------ SOURCE TEXT

This statement is more than bleedin’ obvious. It is crying out for a response that includes an expletive and Sherlock Holmes. Yet that’s what Iglesias has built: a successful, transformative movement. And in Greece, that’s what Syriza has built too, as demonstrated on Sunday, when a country that only a few years ago saw the rise of the fascist Golden Dawn party, went to the polls with a majority supporting the radical left. That, to a degree, is also what the yes campaign built in Scotland. So we know it is possible, to diagnose a reality that so many people actually feel. It should be possible, also, to decipher how these movements did it.
What they and others like them – the successful German campaign for free higher education, for example – have in common, first of all, is that they reject the prevailing economic verities. Conventional political debate in the UK has parties thrashing out positions, which they then justify and defend with reference to the International Monetary Fund or the Office for Budget Responsibility or the Bank of England. Economic projections, or rather the bodies who make them, stand as the final authority on what constitutes a good decision.
Grant Shapps, the Tory party chairman, provided a bland but elegant example of this on Sunday, when touting the election message – “Conservatives or chaos” – around the BBC. “The IMF says we can be the biggest economy in Europe in 15 years, but only if we stay on the road to growth.” Here, the IMF is presented as authority, godhead and visionary. It can see into the future. It cannot be questioned. In this worldview, party differences are simply practical, problem-solving ones: who can best do what the IMF wants? Who understands growth and how to deliver it? It is ironic that this has become the burning question for democracy, when history shows that growth is pretty unrelated to which party is in government.
Politicians are cast in a fairly minor role by this rationale. They take on a sort of valet position, there to arrange things the way the economy needs them. It is extremely difficult as this kind of politician to make any diagnosis of reality that people might recognise. The last thing you want to do when your hands are tied is to describe a situation – low wages for instance, high housing costs, unliveable lives – that demands action.
One of the fascinating things about the Greek election campaign has been listening to Syriza candidates reply to questions about what to do if the European Central Bank (ECB) becomes angry, or the markets panic. Miranda Xafa, a former IMF board member and supporter of the centrist Potami party, said in an emollient voice (in a Radio 5 Live interview), “I am sure the ECB will be patient.” The gulf between Syriza and all the other parties was suddenly, dramatically clear: the leftwing party no longer thinks of the ECB as its dad. It does not seek its patience. It will not take its terms at any price. This is the necessary precondition for credible leftism: a rejection of the bodies, mostly central banks and attendant forecasting agencies, currently in charge. You can’t build a new game to their rules.

------------
------ RECORDS

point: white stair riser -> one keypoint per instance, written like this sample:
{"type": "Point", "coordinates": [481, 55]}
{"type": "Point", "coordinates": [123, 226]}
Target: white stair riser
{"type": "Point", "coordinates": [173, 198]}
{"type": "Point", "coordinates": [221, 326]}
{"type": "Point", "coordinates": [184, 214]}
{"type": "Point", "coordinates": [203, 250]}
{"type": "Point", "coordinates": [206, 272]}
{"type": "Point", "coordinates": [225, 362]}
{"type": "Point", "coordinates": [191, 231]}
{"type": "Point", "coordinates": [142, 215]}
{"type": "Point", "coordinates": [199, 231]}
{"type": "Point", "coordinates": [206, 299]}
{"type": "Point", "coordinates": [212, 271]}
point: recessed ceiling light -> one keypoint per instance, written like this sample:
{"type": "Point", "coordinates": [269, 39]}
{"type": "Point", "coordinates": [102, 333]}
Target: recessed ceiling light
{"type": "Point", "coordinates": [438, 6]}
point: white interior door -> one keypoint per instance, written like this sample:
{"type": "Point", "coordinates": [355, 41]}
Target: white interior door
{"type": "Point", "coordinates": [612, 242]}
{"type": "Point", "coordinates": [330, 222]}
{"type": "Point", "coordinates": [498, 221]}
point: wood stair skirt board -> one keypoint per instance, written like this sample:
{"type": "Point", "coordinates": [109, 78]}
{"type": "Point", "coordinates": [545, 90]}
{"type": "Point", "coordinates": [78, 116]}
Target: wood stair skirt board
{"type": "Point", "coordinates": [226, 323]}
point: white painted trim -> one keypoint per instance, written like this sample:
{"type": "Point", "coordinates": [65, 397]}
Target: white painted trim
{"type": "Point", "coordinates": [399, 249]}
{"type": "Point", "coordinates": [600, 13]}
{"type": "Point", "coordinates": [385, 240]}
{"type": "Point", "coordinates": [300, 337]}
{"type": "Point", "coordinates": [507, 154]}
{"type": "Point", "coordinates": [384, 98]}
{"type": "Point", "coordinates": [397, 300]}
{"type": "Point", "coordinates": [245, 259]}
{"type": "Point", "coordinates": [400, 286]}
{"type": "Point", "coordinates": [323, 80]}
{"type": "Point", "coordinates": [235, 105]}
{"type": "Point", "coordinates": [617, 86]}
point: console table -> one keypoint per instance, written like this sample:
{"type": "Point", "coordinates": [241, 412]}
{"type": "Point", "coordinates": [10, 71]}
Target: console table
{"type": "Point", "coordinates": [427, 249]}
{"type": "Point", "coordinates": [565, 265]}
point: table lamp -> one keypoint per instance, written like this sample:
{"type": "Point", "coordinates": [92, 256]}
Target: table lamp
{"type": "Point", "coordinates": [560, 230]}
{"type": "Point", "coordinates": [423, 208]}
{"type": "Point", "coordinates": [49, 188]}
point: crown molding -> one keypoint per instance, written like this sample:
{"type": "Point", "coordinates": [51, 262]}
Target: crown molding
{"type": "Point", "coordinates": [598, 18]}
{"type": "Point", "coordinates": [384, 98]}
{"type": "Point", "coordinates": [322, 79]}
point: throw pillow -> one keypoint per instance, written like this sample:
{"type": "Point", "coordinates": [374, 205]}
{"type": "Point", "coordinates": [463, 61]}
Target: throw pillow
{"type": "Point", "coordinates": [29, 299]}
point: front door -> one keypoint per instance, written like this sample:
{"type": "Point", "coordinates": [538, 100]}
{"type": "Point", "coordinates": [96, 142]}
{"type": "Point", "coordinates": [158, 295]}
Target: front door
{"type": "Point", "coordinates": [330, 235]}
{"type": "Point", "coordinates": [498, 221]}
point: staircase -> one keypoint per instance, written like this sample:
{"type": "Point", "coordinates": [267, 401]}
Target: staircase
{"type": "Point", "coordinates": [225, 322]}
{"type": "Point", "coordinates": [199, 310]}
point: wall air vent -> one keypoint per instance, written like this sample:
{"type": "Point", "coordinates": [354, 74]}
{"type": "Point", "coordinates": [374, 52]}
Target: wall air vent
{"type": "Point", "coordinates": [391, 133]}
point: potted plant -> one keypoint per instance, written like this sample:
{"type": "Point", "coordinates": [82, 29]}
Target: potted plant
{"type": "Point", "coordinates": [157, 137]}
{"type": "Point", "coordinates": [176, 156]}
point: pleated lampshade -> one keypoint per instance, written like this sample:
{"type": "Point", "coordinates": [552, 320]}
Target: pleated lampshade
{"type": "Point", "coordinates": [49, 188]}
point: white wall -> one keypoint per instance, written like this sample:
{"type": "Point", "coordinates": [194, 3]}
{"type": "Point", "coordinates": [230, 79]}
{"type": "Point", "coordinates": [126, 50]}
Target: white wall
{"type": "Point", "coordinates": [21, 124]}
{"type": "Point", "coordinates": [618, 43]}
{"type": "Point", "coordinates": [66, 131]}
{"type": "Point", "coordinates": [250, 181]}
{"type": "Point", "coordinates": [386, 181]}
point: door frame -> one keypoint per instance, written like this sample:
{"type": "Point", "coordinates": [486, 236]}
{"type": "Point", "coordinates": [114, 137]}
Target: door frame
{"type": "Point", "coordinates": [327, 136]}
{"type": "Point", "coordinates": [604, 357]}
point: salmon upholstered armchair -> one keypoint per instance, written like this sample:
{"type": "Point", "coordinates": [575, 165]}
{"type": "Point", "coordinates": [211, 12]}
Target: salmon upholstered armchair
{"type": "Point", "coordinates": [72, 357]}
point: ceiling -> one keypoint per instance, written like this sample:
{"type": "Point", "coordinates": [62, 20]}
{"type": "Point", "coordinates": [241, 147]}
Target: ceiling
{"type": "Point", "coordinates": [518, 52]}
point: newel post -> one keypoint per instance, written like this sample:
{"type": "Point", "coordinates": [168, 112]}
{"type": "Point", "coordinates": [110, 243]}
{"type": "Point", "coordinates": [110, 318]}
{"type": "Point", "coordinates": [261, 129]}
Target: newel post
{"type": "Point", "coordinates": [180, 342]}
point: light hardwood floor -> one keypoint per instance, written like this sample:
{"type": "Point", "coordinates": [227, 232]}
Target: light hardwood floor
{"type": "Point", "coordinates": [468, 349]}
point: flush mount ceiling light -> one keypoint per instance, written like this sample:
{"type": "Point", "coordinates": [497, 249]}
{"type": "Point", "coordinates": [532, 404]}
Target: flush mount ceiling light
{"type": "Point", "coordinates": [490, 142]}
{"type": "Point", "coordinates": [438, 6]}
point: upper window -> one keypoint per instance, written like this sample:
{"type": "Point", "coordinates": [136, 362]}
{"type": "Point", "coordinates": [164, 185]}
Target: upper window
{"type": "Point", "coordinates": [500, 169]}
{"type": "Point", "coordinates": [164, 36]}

------------

• [WORK TO COMPLETE]:
1: Answer the following from the opinion piece on left-wing movements.
(a) What election message was Grant Shapps touting around the BBC?
(b) What did Miranda Xafa say in the Radio 5 Live interview?
(c) What German campaign does the piece cite as successful?
2: Quote the opinion piece on left-wing movements word for word, from "Politicians are cast" to "that demands action.".

• [SOLUTION SET]:
1:
(a) "Conservatives or chaos"
(b) "I am sure the ECB will be patient."
(c) The campaign for free higher education

2:
Politicians are cast in a fairly minor role by this rationale. They take on a sort of valet position, there to arrange things the way the economy needs them. It is extremely difficult as this kind of politician to make any diagnosis of reality that people might recognise. The last thing you want to do when your hands are tied is to describe a situation – low wages for instance, high housing costs, unliveable lives – that demands action.